Task statement » Copy each line exactly. Drop every picture.

Supplied data »
* begin *

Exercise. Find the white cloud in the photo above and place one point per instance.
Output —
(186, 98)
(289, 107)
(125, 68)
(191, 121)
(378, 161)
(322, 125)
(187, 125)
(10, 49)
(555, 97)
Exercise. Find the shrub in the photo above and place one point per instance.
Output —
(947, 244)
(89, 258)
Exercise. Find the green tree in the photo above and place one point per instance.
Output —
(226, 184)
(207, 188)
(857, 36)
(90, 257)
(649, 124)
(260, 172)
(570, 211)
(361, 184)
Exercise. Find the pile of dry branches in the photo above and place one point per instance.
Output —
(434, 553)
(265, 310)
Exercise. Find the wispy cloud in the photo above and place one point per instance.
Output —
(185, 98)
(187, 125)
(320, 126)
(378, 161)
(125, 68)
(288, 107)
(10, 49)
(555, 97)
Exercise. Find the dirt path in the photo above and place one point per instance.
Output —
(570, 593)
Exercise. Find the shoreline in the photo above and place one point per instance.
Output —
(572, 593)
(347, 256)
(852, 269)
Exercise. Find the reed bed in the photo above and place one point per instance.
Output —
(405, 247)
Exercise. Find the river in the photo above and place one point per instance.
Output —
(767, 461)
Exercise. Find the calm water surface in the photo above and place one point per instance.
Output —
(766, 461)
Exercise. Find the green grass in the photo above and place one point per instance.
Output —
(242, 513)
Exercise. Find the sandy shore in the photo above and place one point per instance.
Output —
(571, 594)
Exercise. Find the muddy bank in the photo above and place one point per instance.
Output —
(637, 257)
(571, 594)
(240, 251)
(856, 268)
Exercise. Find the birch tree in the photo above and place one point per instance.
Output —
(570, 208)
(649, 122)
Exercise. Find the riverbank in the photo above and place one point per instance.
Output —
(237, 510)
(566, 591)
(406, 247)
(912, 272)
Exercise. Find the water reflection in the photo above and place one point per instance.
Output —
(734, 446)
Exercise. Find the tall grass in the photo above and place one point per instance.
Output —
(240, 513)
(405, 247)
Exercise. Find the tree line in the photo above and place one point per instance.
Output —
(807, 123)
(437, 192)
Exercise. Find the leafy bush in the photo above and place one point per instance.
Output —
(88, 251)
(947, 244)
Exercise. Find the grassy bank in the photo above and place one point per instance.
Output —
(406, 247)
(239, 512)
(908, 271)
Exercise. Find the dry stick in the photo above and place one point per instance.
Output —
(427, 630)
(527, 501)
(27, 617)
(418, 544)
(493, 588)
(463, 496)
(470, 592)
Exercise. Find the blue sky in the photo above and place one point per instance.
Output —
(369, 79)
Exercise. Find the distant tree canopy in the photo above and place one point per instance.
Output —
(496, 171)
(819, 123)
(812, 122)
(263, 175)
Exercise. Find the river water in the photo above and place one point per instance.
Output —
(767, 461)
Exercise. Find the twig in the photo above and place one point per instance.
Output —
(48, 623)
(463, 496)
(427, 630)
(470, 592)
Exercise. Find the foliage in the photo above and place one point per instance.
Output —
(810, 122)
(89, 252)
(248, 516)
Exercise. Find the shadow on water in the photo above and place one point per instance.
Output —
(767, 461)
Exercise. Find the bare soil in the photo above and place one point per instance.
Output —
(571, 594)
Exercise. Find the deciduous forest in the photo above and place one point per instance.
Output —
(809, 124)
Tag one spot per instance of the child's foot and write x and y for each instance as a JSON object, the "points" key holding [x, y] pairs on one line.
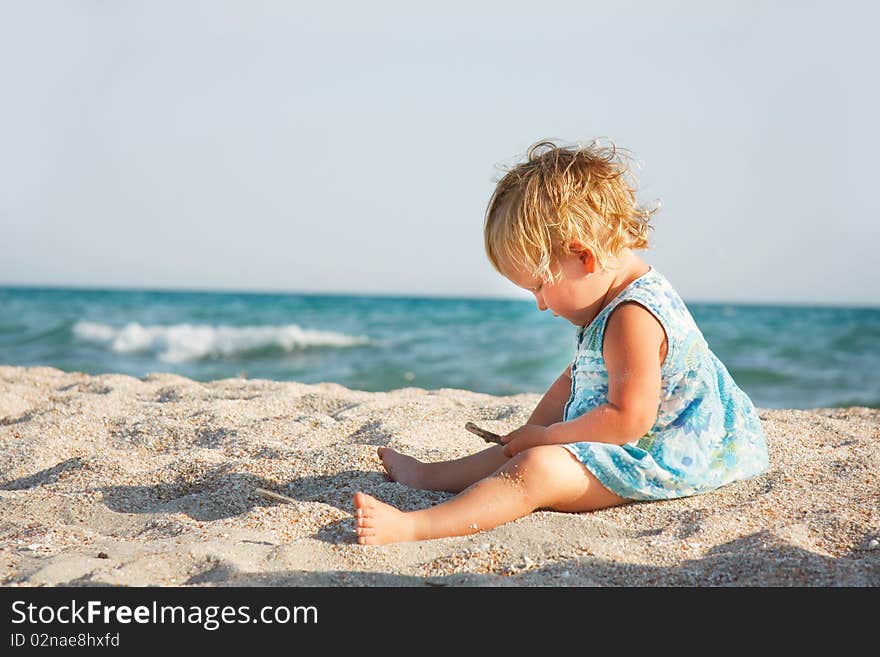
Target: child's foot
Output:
{"points": [[402, 468], [379, 523]]}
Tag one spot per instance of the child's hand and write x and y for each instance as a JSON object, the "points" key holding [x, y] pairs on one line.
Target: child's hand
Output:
{"points": [[528, 435]]}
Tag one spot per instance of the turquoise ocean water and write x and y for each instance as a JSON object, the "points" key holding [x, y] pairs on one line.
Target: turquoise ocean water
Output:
{"points": [[782, 356]]}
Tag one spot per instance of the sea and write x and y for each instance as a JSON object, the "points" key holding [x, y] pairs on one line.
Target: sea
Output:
{"points": [[782, 356]]}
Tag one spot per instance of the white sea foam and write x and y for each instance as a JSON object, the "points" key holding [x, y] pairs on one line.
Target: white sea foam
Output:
{"points": [[186, 342]]}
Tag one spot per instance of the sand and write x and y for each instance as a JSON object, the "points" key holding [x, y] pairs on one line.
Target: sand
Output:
{"points": [[115, 480]]}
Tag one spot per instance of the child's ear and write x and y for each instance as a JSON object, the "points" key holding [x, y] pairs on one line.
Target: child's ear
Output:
{"points": [[585, 254]]}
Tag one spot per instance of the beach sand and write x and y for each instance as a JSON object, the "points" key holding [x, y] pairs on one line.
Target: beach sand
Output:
{"points": [[115, 480]]}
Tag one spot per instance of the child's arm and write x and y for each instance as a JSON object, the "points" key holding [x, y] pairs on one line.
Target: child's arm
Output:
{"points": [[549, 409], [632, 353]]}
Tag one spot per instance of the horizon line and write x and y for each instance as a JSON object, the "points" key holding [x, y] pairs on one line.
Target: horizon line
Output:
{"points": [[392, 295]]}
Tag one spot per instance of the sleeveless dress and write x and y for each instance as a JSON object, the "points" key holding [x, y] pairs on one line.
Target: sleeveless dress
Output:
{"points": [[707, 433]]}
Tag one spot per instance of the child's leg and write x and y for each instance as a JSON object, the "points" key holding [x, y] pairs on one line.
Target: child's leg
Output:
{"points": [[451, 476], [542, 477]]}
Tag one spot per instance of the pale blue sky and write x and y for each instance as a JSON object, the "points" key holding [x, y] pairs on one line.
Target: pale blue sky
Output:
{"points": [[351, 147]]}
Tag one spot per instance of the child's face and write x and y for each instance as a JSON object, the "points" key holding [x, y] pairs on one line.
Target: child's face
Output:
{"points": [[574, 296]]}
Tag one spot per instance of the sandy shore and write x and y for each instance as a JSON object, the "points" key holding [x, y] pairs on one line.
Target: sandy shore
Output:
{"points": [[115, 480]]}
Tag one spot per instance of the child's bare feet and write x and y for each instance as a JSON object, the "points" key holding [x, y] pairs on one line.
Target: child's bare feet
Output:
{"points": [[379, 523], [402, 468]]}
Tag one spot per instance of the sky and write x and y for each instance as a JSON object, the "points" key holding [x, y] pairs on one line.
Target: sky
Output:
{"points": [[352, 147]]}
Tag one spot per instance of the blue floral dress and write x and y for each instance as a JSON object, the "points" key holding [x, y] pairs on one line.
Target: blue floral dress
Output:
{"points": [[707, 433]]}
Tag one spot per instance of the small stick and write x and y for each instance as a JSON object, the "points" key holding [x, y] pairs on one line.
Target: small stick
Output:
{"points": [[278, 497], [488, 436]]}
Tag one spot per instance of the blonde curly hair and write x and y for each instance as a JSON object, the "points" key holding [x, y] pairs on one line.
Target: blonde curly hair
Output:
{"points": [[561, 195]]}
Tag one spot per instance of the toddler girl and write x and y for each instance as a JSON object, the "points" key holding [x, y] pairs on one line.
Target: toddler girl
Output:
{"points": [[644, 412]]}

* end *

Task answer »
Exercise. Find the white cloud in the photo above and place one point per instance.
Output —
(186, 98)
(289, 107)
(125, 68)
(191, 121)
(378, 161)
(322, 125)
(187, 125)
(10, 49)
(555, 97)
Exercise. Find the shrub in the photo above and place one point per instance.
Output —
(947, 244)
(89, 258)
Exercise. Find the green tree in the photo above and place one point per instance.
Output —
(226, 184)
(207, 188)
(857, 36)
(90, 257)
(649, 124)
(260, 172)
(570, 211)
(361, 184)
Exercise. Find the pile of dry branches in the photo above and place one point per instance.
Output —
(434, 553)
(265, 310)
Exercise. Find the wispy cloud in the photo above and place one point per instance.
Output —
(185, 98)
(187, 125)
(320, 126)
(378, 161)
(125, 68)
(288, 107)
(10, 49)
(555, 97)
Exercise. Find the dirt path in the photo above and place one point per instance.
Output —
(570, 593)
Exercise. Find the shoreline in the photo above and place one point per instance.
Output —
(572, 593)
(347, 256)
(852, 269)
Exercise. Find the reed bed in the photo above and place one point per instance.
Output —
(405, 247)
Exercise. Find the river in the photo above and place one point per instance.
Output —
(767, 461)
Exercise. Find the calm water surface in the photo above and place one point per instance.
Output —
(766, 461)
Exercise. Find the green grass in the photo above and place one point per instance.
Output —
(242, 513)
Exercise. Find the sandy shore in the photo above and place one point per instance.
Output —
(571, 594)
Exercise. Find the muddy bank in the photo above and place one point per instance.
Output —
(637, 257)
(571, 594)
(240, 251)
(856, 268)
Exercise. Find the birch tree in the photo above and place one point per instance.
Output —
(570, 208)
(649, 122)
Exercise. Find the riverbank in the photo above and place one point per instance.
Output —
(237, 510)
(566, 591)
(406, 247)
(912, 272)
Exercise. Find the water reflection in the photo above and place one point per instance.
Output —
(734, 446)
Exercise. Find the tall grass in the photo above and place one point per instance.
Output —
(240, 513)
(405, 247)
Exercise. Find the tree line in the photo above and place one point per instance.
Output —
(807, 123)
(437, 192)
Exercise. Find the leafy bush in the photo above and place one point per instance.
Output —
(88, 251)
(947, 244)
Exercise. Find the grassy bank in the photo above and place one point per instance.
Output —
(406, 247)
(239, 512)
(908, 271)
Exercise. Find the dry stick in the photo above and place one point per instance.
Output —
(427, 630)
(527, 501)
(27, 617)
(418, 544)
(493, 588)
(463, 496)
(470, 592)
Exercise. Find the blue sky in the photo above and place one point per instance.
Output —
(369, 79)
Exercise. Find the distant tree canopy in the photo above and place one point per instance.
Output —
(496, 171)
(819, 123)
(812, 122)
(263, 175)
Exercise. Find the river water in the photo above and place one point per instance.
Output —
(767, 461)
Exercise. Find the twig in the photo above and place one point per instance.
Output —
(48, 623)
(463, 496)
(427, 630)
(470, 592)
Exercise. Find the foliage in the photo above and place one point per instance.
Output —
(810, 122)
(89, 252)
(248, 516)
Exercise. Find the shadow on water in the photo above and place one point per instance.
Output —
(767, 461)
Exercise. Find the bare soil in the photo above and place one point per instance.
Output —
(571, 594)
Exercise. Find the deciduous forest in the photo above and place one point per instance.
Output —
(809, 124)
Tag one spot per instance of the child's foot and write x and y for each instance as a JSON object, the "points" key holding [x, y] pairs on one line.
Target: child's foot
Output:
{"points": [[402, 468], [379, 523]]}
Tag one spot per instance of the child's hand and write x and y for each instance as a JSON object, the "points" key holding [x, y] pairs on one line.
Target: child's hand
Output:
{"points": [[528, 435]]}
Tag one spot per instance of the turquoise ocean water and write x and y for each instance as a JSON object, the "points" key holding [x, y] pairs on one line.
Target: turquoise ocean water
Output:
{"points": [[782, 356]]}
Tag one spot per instance of the sea and write x and y for each instance as a JSON object, the "points" key holding [x, y] pairs on one line.
Target: sea
Output:
{"points": [[782, 356]]}
Tag one spot per instance of the white sea foam and write x and y for each instance as a JSON object, the "points" key holding [x, y] pairs on one line.
Target: white sea foam
Output:
{"points": [[186, 342]]}
Tag one spot per instance of the sand and write x and y for each instance as a JSON object, the "points" key holding [x, y] pairs on one line.
Target: sand
Output:
{"points": [[115, 480]]}
Tag one spot per instance of the child's ear and write x and y for each instance as a JSON object, the "points" key holding [x, y] pairs on one line.
Target: child's ear
Output:
{"points": [[585, 254]]}
Tag one spot per instance of the beach sand and write x and y for each instance as a JSON object, the "points" key holding [x, y] pairs on one line.
Target: beach sand
Output:
{"points": [[115, 480]]}
Tag one spot per instance of the child's arm and write x and y for each instance as a JSON object, the "points" key holding [x, y] pairs on one line.
Target: child's arm
Output:
{"points": [[549, 409], [632, 353]]}
Tag one spot per instance of the horizon line and write x and y for each instance as a JSON object, the "points" key holding [x, y] pairs on one line.
Target: horizon line
Output:
{"points": [[392, 295]]}
Tag one spot per instance of the sleeveless dress and write x and y for each instance as a JSON object, the "points" key holding [x, y] pairs on one line.
Target: sleeveless dress
Output:
{"points": [[707, 433]]}
Tag one spot per instance of the child's leg and write x and y for each instance as a JSON object, the "points" key holding [x, y] pairs on one line.
Target: child's leg
Output:
{"points": [[451, 476], [542, 477]]}
Tag one spot per instance of the pale blue sky and write x and y for each instance as a JSON object, the "points" key holding [x, y] pairs on one line.
Target: pale blue sky
Output:
{"points": [[351, 147]]}
Tag one spot per instance of the child's face and write x and y for each instance as a JSON object, the "points" key holding [x, y] pairs on one line.
Target: child's face
Output:
{"points": [[574, 296]]}
Tag one spot per instance of the sandy shore and write x and y for each instance as a JSON object, the "points" key holding [x, y] pairs on one line.
Target: sandy shore
Output:
{"points": [[115, 480]]}
Tag one spot per instance of the child's bare feet and write x and y for each instance as a JSON object, the "points" key holding [x, y] pairs on one line.
Target: child's bare feet
Output:
{"points": [[379, 523], [402, 468]]}
Tag one spot per instance of the sky and write x and y for each instance as a JSON object, the "points" key holding [x, y] pairs on one line.
Target: sky
Output:
{"points": [[352, 147]]}
Tag one spot per instance of the blue floral dress and write x and y for each instance as a JSON object, the "points" key holding [x, y] pairs on one line.
Target: blue floral dress
Output:
{"points": [[707, 433]]}
Tag one spot per instance of the small stick and write x and y for each instance as a JSON object, the "points" key holding [x, y] pairs on one line.
Target: small stick
Output:
{"points": [[278, 497], [488, 436]]}
Tag one spot per instance of the blonde curly hair and write x and y for each instance as a JSON object, the "points" key holding [x, y] pairs on one line.
Target: blonde curly hair
Output:
{"points": [[561, 195]]}
Tag one spot per instance of the toddler girl and write x and y for each instance as a JSON object, the "points" key holding [x, y] pairs on one line.
Target: toddler girl
Output:
{"points": [[644, 412]]}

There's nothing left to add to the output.